* Begin Passage *

Air University Review, January-February 1981
Dr. Thomas R. Maddux
The Soviet Union’s invasion of Afghanistan in December 1979 and the crisis with I ran over the American hostages have intensified concern about the United States’ ability to defend its national interests and lead the Western alliance against Soviet expansionism. The recent disagreements among the Western allies over issues of inflation, energy, and trade protectionism have bolstered questions as to whether the United States and its NATO allies could put aside their differences in order to cooperate against the Kremlin’s advances. These crises, moreover, have reawakened the public’s awareness that, in crisis situations, the enormous powers and responsibilities of the President bring the White House to center stage with enhanced opportunities for public support and criticism. These current crises and President Jimmy Carter’s response to them provide a pertinent perspective for assessments of the status of the Western alliance and presidential decision-making.

* End Passage *
* Begin Extracted information *

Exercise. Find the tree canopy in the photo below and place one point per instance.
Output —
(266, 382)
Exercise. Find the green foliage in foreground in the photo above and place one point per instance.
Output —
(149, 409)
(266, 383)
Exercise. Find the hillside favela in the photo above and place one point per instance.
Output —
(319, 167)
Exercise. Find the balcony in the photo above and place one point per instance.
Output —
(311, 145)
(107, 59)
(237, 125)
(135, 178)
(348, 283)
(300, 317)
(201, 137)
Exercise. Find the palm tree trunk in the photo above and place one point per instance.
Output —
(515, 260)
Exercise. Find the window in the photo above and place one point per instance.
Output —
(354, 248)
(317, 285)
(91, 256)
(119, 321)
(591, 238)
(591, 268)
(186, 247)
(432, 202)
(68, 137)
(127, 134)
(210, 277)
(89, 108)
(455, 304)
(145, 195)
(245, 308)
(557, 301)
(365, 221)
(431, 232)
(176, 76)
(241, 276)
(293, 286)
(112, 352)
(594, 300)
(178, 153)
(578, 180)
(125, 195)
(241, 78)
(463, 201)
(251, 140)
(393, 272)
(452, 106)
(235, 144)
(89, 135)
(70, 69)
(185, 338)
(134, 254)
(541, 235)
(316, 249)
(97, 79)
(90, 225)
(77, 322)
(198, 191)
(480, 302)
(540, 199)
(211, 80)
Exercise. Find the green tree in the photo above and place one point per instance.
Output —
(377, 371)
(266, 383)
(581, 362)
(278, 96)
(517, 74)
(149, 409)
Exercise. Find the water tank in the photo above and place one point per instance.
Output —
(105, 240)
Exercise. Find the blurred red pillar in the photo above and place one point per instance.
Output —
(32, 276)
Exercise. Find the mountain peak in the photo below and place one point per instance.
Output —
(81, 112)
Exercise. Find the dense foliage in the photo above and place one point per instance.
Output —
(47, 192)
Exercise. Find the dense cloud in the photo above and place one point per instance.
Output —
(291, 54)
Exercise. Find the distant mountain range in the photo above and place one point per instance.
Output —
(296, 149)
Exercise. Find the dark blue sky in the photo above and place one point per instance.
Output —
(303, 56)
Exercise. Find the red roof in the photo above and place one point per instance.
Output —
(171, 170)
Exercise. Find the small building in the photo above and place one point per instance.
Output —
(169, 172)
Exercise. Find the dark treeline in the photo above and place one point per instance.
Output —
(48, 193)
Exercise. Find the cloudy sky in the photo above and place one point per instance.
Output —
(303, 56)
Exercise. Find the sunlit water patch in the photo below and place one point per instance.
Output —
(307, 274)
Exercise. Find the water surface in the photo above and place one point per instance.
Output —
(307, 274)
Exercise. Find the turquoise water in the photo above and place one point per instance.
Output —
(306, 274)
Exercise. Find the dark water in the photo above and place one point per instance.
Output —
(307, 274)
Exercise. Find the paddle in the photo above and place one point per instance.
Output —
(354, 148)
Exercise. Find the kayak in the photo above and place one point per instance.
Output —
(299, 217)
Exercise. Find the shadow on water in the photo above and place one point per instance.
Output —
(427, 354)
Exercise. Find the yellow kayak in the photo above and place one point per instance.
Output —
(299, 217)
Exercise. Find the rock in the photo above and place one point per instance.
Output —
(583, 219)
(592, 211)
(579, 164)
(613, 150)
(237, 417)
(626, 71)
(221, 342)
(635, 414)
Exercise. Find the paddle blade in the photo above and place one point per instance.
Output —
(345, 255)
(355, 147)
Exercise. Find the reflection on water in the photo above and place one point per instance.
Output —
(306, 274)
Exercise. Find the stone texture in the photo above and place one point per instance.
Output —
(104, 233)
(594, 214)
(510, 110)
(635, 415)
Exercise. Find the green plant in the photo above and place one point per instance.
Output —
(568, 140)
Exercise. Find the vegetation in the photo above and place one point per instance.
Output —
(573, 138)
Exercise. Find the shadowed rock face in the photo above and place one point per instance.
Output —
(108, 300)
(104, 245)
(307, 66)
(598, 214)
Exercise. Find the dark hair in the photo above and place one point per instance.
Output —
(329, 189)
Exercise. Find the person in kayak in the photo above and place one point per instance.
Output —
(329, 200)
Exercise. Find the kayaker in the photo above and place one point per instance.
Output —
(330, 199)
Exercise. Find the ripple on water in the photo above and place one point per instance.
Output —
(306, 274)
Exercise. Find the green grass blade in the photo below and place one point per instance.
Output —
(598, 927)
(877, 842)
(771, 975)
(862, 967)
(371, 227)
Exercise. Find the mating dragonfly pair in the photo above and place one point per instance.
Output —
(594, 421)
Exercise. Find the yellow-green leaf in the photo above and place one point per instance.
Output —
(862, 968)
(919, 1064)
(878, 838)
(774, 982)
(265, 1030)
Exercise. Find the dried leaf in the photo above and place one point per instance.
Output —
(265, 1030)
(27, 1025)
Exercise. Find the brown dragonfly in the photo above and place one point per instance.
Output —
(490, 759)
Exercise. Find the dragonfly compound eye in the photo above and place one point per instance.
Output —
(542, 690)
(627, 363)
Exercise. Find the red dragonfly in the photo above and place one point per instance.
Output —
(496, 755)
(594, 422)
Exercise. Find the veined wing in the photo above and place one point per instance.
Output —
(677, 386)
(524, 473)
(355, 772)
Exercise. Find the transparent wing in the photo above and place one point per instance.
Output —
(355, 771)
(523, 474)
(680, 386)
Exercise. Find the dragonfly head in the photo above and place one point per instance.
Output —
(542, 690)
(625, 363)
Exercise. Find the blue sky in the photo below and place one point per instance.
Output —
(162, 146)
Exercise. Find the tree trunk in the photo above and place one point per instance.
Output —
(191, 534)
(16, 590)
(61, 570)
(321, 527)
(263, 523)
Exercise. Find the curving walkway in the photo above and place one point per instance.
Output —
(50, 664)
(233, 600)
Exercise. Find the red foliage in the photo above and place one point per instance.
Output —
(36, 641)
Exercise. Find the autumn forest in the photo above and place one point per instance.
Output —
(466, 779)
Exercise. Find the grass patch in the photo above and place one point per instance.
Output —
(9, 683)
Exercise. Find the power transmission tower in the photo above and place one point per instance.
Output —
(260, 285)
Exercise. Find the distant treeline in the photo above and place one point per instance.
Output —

* End Extracted information *

» **Required tasks**
[A] According to the Western alliance passage, when did the Soviet Union invade Afghanistan?
[B] Say whether each statement agrees with the Western alliance passage, quoting the words that decide it: (i) The Western allies have recently disagreed over energy. (ii) The crises have made the public less aware of the President's role. (iii) The passage appeared in Air University Review, January-February 1981.

» **Full answers**
[A] December 1979

[B]
(i) Yes: "The recent disagreements among the Western allies over issues of inflation, energy, and trade protectionism"
(ii) No: "These crises, moreover, have reawakened the public’s awareness that, in crisis situations, the enormous powers and responsibilities of the President bring the White House to center stage"
(iii) Yes: "Air University Review, January-February 1981"